** START OF DOCUMENT **
I’ve just finished Rachel Joyce’s novel, The Unlikely Pilgrimage of Harold Fry. It’s one of those rare books that lingers in the imagination and continues to reveal itself long after the last page. Joyce has a gift of taking the most ordinary characters and making them bearers of the most haunting and significant questions about life – questions about meaning and futility, mortality and loss, yearning and failure, and the radiant fragility of joy. I often wept as I listened.


In the end, for me the book was about making our peace with life by making our peace with death (no spoilers). It’s a story of “Two small figures against the black waves”. (p. 320) While the pilgrimage in question isn’t religious, the questions that believers ask of life haunt the story, like “nuns’ voices … woven in song”. (p. 317)


There was a subtle resonance between some of themes of the book and the thoughts that often drift through my mind when I walk on the beach at the beginning and end of each day – the realization that we owe much of the beauty of our world to the fact that every living being must die. To say this is not to deny the wrenching agony that results when death comes to those we love or when we contemplate our own leaving of this wondrous planet and all its glorious life forms, but there are moments when death speaks in a different voice. Great writers sometimes create a gap in the order of things so that we can allow death’s voice to be heard, but nature is the sublime poet of death’s wordless hymn to the world of the living.


As I walk along the shore and marvel at the intricate and unique perfection of every seashell, I remind myself that these are the delicate legacy of creatures that once were alive as I am. I watch the seagulls soaring up and dropping shells on the beach then feasting on the small soft bodies inside, and I marvel at life’s interdependent dependence on the fact that everything dies.
** END OF DOCUMENT **
- STATED EXERCISE A
Decide whether each statement below agrees with the post, answering yes or no and quoting the words from the post that settle it: (i) the writer often wept while listening to the book; (ii) the pilgrimage in the novel is a religious one; (iii) the writer walks on the beach only at the end of each day.
- STATED EXERCISE B
Rewrite the paragraph of the post that begins "There was a subtle resonance" as a short bulleted list that keeps its main facts.
** START OF SUPPLIED ENTRIES **
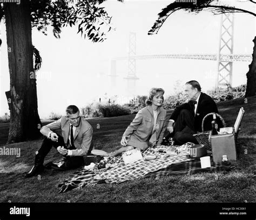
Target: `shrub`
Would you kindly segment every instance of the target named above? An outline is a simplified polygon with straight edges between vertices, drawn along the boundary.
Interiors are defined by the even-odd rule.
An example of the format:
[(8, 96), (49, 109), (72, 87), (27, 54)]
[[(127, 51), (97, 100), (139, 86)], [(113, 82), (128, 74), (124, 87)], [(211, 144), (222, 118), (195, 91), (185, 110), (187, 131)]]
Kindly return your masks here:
** END OF SUPPLIED ENTRIES **
- TASK OUTPUT A
(i) Yes: "I often wept as I listened."
(ii) No: "While the pilgrimage in question isn’t religious"
(iii) No: "when I walk on the beach at the beginning and end of each day"

- TASK OUTPUT B
- Some of the book's themes echo the writer's thoughts during walks on the beach at the start and end of each day.
- Those thoughts center on the idea that much of the world's beauty comes from the fact that every living being must die.
- This does not deny the agony of losing loved ones or of facing one's own death.
- At times, though, death speaks in a different voice.
- Great writers sometimes make room for that voice to be heard, but nature is the sublime poet of death's wordless hymn to the living.